(Data extracted from a collection)
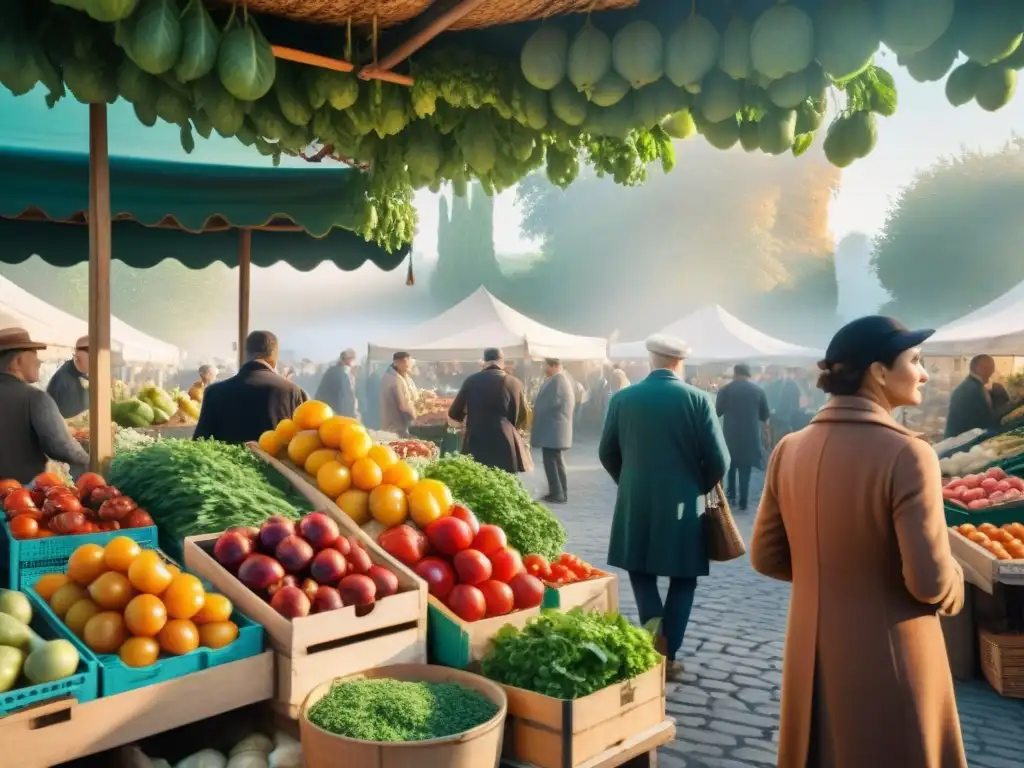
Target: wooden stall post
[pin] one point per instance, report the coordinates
(100, 439)
(245, 264)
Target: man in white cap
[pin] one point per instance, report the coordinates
(664, 448)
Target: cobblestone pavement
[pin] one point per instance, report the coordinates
(727, 708)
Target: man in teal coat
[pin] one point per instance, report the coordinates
(664, 448)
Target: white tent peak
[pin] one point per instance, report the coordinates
(716, 335)
(480, 321)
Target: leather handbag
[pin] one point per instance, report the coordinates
(722, 538)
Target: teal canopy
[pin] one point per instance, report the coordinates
(162, 199)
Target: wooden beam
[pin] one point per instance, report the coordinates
(100, 439)
(245, 269)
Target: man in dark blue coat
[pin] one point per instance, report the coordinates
(664, 448)
(743, 408)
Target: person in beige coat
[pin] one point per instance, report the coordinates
(852, 515)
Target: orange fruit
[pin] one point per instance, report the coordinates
(184, 596)
(217, 634)
(423, 507)
(388, 505)
(47, 584)
(311, 414)
(150, 573)
(119, 553)
(139, 651)
(355, 504)
(112, 591)
(105, 632)
(145, 615)
(383, 456)
(402, 475)
(302, 446)
(79, 614)
(355, 442)
(270, 442)
(334, 478)
(86, 563)
(216, 608)
(67, 596)
(178, 636)
(317, 459)
(366, 474)
(286, 429)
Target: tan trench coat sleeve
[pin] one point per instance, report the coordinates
(930, 571)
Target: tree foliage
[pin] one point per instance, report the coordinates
(951, 241)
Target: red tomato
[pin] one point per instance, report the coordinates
(461, 512)
(527, 591)
(404, 543)
(489, 539)
(472, 566)
(537, 565)
(438, 576)
(506, 564)
(467, 602)
(449, 536)
(499, 597)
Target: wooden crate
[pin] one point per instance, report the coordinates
(60, 730)
(551, 733)
(1003, 662)
(331, 644)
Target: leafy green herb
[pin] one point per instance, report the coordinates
(569, 655)
(500, 499)
(393, 711)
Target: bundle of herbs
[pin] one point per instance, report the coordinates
(570, 655)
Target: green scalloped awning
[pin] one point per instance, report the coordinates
(161, 198)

=== PROBLEM DETAILS ===
Start copying at the line that contains "Target: wooden crate" and stop after the last line of the records, keeping every line exactly.

=== SOLUTION ===
Target: wooden crate
[pin] one point per instance, report the coordinates
(60, 730)
(551, 733)
(1003, 662)
(331, 644)
Target: leafy green herb
[pin] one point per instance, report the coordinates
(569, 655)
(500, 499)
(393, 711)
Target: bundle of herbs
[pin] one point per instance, report the coordinates
(570, 655)
Target: green scalloped awning
[pin] one point per instance, report the coordinates
(161, 198)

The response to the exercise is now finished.